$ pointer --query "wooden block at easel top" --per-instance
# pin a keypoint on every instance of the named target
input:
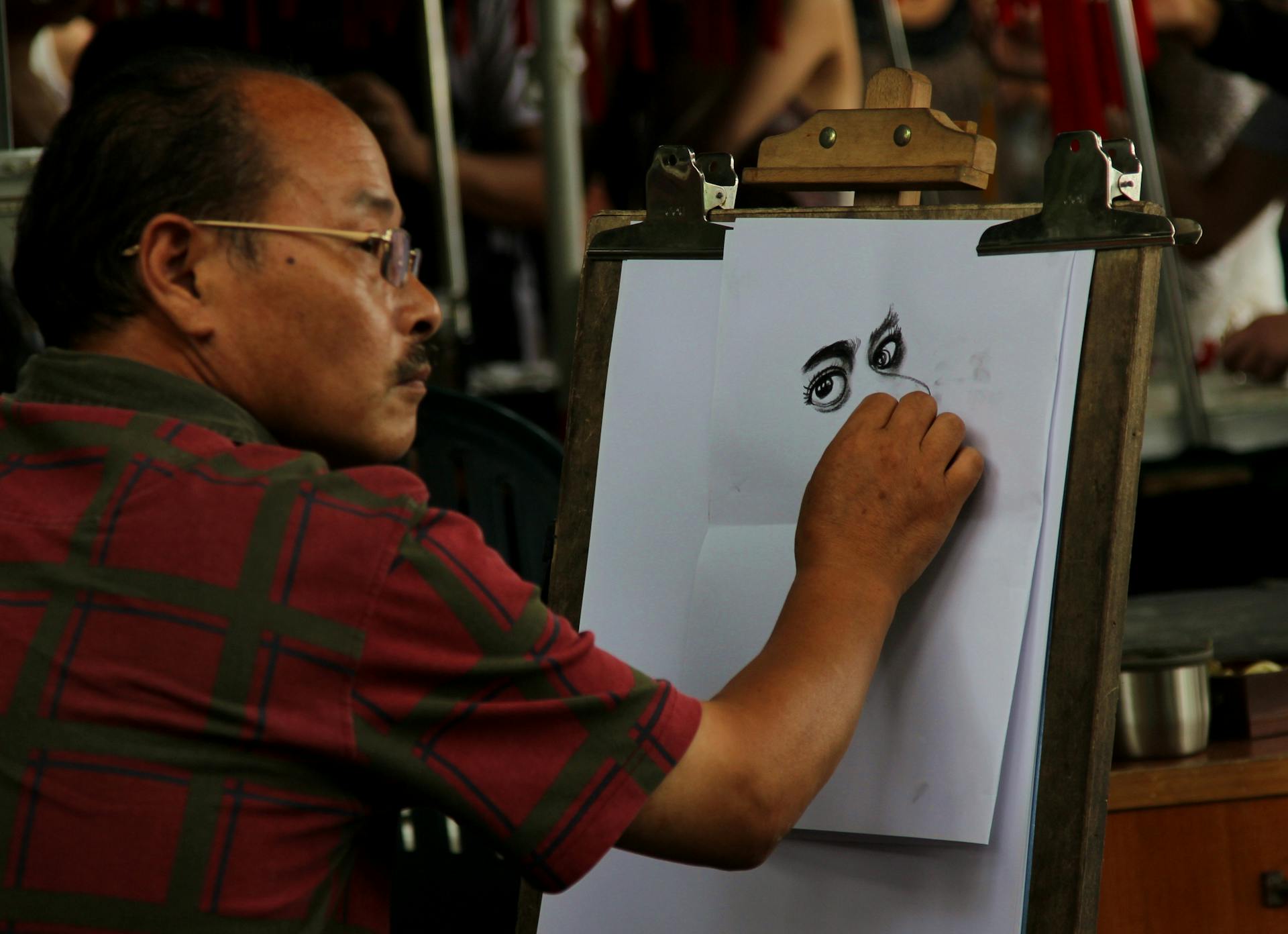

═══

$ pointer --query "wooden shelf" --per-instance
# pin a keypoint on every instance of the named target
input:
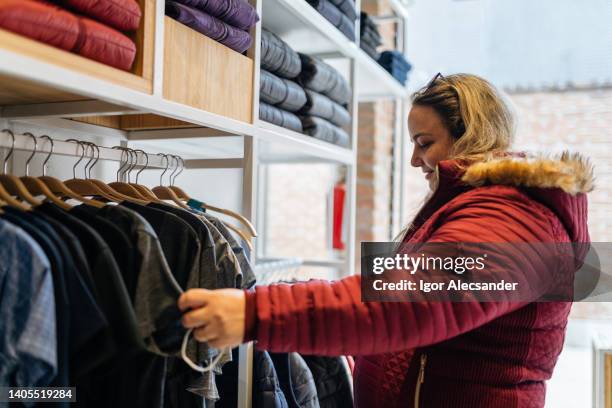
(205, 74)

═══

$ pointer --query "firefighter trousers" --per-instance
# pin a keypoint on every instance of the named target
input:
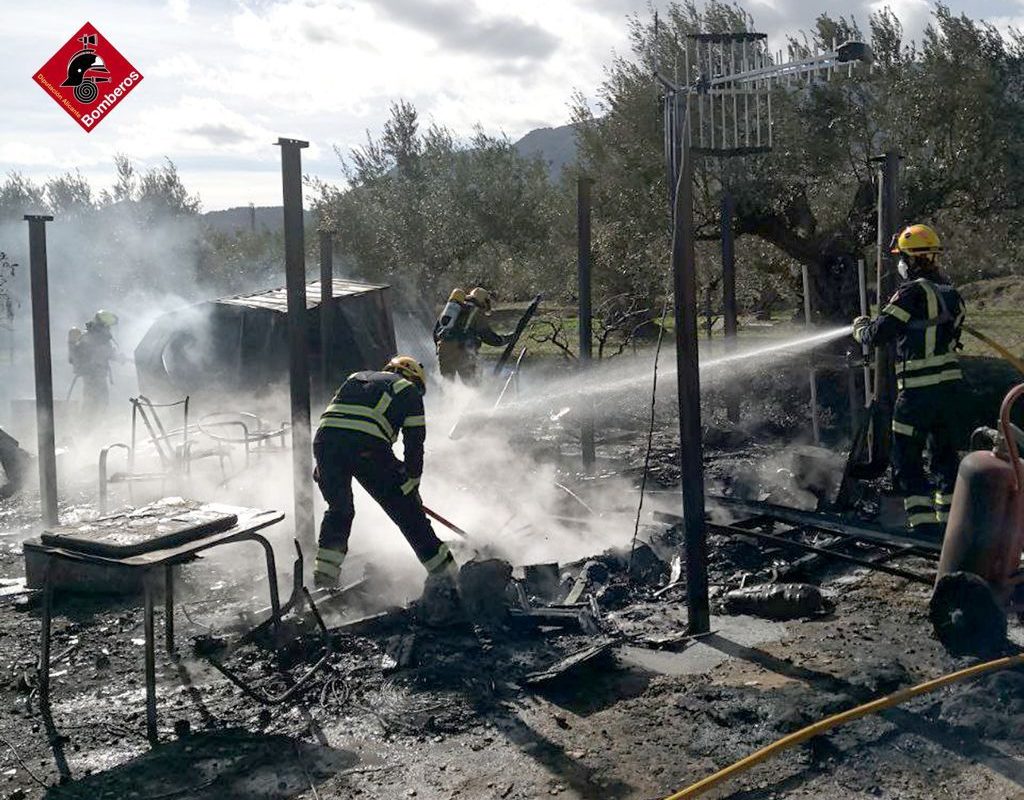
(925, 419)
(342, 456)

═══

Problem to solve: Locate every line in the listing that contains the string "query" and copy each of those lines.

Written solution:
$ pointer --query "wooden block at easel top" --per-instance
$ pointer --query "wooden shelf" --per-instance
$ pointer --query "firefighter trousers" --per-instance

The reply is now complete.